— START MATERIAL PROVIDED —

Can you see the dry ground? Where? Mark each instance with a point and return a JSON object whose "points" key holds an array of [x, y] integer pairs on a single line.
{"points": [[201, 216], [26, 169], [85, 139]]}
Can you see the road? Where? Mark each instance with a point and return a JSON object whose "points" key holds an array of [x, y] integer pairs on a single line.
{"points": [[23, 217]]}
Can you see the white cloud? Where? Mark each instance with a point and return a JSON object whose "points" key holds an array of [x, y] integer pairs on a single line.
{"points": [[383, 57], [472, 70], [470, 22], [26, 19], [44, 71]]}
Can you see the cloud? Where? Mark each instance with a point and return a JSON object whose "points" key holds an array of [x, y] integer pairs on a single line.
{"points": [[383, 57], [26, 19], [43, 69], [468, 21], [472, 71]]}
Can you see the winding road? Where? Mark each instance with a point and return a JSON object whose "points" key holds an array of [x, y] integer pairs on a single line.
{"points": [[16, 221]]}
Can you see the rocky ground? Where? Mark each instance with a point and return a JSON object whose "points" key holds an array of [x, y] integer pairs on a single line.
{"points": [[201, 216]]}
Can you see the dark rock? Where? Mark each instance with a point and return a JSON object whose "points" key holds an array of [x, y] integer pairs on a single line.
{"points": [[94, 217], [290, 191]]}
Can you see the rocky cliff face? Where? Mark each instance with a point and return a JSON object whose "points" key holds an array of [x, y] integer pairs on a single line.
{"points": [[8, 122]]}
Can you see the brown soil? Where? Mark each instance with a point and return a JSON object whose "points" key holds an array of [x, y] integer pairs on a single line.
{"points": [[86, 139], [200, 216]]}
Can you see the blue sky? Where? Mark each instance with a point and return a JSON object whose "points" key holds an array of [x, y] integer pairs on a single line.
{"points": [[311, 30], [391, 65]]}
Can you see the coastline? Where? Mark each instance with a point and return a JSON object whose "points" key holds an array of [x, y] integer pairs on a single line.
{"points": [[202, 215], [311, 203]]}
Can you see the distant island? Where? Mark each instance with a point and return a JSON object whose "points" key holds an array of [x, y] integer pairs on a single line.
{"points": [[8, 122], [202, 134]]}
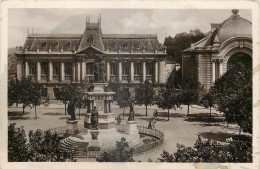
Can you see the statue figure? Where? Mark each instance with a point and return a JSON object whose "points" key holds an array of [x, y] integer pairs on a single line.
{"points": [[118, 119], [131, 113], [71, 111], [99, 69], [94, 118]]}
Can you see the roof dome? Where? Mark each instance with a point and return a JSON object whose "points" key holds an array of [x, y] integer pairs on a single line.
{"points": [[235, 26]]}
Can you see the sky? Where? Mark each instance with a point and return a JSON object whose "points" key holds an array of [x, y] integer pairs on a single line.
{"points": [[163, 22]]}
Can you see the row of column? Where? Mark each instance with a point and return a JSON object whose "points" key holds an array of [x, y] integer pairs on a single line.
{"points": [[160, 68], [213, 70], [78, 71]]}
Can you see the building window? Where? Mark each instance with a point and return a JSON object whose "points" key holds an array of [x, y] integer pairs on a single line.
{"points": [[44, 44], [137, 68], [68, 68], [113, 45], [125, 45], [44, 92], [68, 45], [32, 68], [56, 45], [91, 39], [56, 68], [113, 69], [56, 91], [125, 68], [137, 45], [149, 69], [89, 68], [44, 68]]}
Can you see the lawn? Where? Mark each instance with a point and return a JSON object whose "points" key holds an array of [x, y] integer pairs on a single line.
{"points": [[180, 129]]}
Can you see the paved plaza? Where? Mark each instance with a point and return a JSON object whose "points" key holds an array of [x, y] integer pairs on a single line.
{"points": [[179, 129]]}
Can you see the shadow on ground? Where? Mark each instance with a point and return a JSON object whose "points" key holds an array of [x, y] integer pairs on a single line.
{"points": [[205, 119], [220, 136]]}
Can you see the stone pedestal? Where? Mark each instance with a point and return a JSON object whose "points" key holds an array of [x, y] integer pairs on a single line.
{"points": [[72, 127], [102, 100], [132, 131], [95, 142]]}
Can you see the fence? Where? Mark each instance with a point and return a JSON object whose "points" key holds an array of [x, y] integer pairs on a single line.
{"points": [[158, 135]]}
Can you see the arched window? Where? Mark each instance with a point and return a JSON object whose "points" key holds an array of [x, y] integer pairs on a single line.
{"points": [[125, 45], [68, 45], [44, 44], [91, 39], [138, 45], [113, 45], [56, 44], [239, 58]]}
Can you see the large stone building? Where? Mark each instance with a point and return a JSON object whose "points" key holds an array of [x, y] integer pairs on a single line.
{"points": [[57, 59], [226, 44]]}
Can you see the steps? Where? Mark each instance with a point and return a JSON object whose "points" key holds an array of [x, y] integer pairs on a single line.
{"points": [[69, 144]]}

— END MATERIAL PROVIDED —
— START MATERIAL PROVIDED —

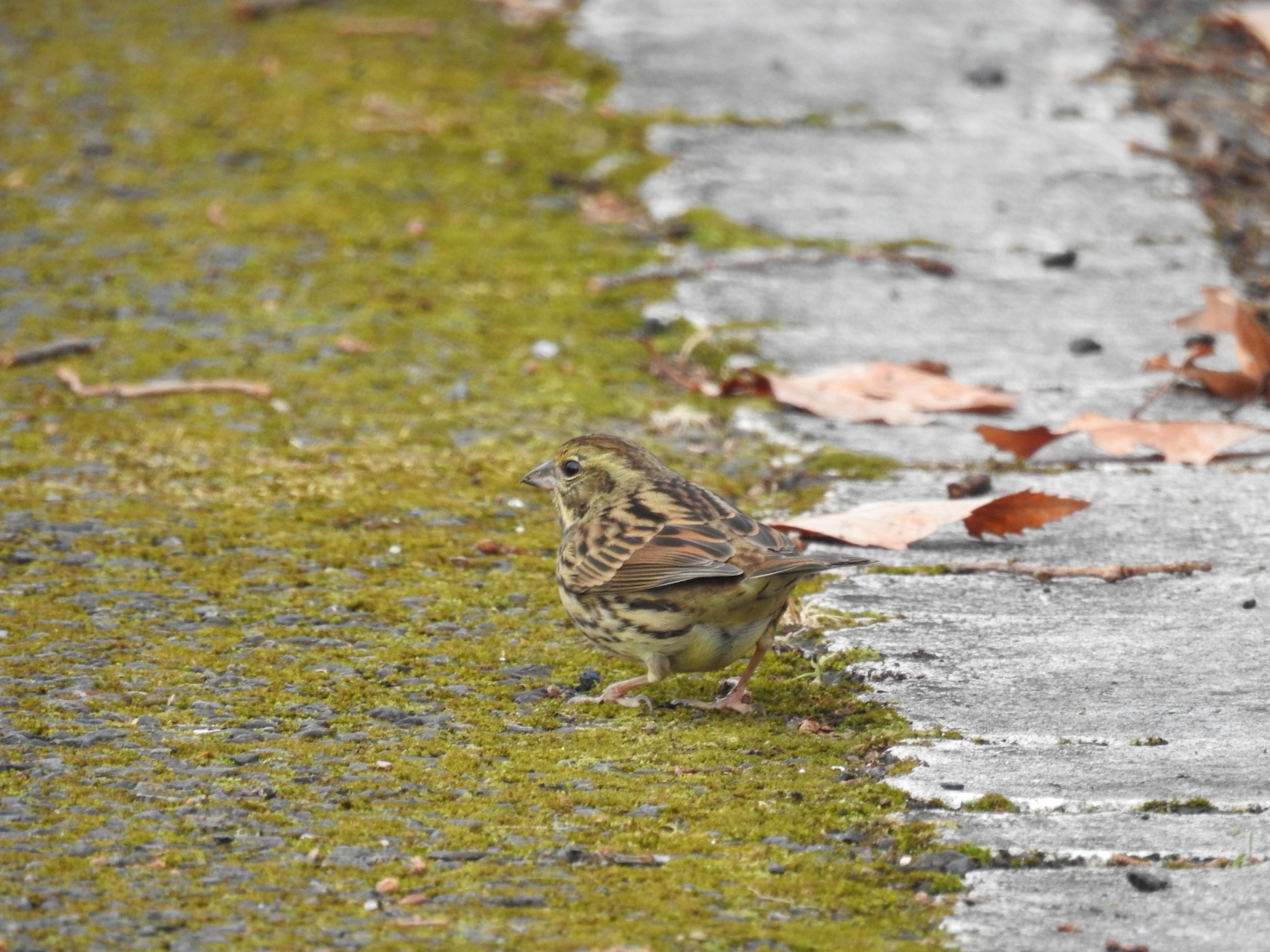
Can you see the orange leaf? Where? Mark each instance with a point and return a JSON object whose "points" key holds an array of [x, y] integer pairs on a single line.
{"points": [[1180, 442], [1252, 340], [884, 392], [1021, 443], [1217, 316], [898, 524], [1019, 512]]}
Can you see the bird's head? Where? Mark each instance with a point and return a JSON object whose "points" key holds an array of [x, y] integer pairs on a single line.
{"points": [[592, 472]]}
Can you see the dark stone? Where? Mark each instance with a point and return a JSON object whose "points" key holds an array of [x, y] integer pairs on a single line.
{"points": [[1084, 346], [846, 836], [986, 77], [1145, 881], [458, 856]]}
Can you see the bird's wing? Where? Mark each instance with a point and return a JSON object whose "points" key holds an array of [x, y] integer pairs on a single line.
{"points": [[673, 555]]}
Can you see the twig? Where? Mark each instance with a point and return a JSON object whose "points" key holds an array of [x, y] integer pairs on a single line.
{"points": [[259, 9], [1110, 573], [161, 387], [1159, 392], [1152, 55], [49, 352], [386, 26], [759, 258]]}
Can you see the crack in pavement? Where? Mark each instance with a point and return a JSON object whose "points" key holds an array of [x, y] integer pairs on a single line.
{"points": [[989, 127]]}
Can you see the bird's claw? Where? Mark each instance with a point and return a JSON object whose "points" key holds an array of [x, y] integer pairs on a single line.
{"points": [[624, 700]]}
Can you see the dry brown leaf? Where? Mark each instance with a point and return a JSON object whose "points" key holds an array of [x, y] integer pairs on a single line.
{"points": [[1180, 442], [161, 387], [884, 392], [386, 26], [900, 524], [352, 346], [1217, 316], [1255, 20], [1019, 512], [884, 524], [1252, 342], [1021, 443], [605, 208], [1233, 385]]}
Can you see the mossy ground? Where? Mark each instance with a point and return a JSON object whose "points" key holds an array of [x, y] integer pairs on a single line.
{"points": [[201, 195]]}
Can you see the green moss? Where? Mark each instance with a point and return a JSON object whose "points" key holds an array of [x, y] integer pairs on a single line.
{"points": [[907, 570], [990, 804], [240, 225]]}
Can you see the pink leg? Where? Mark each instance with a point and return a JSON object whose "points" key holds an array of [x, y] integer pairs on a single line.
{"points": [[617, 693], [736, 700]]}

— END MATERIAL PROVIDED —

Tally the lines of the material above that contain the string "leaf", matching case exactly. Reply with the number alone.

2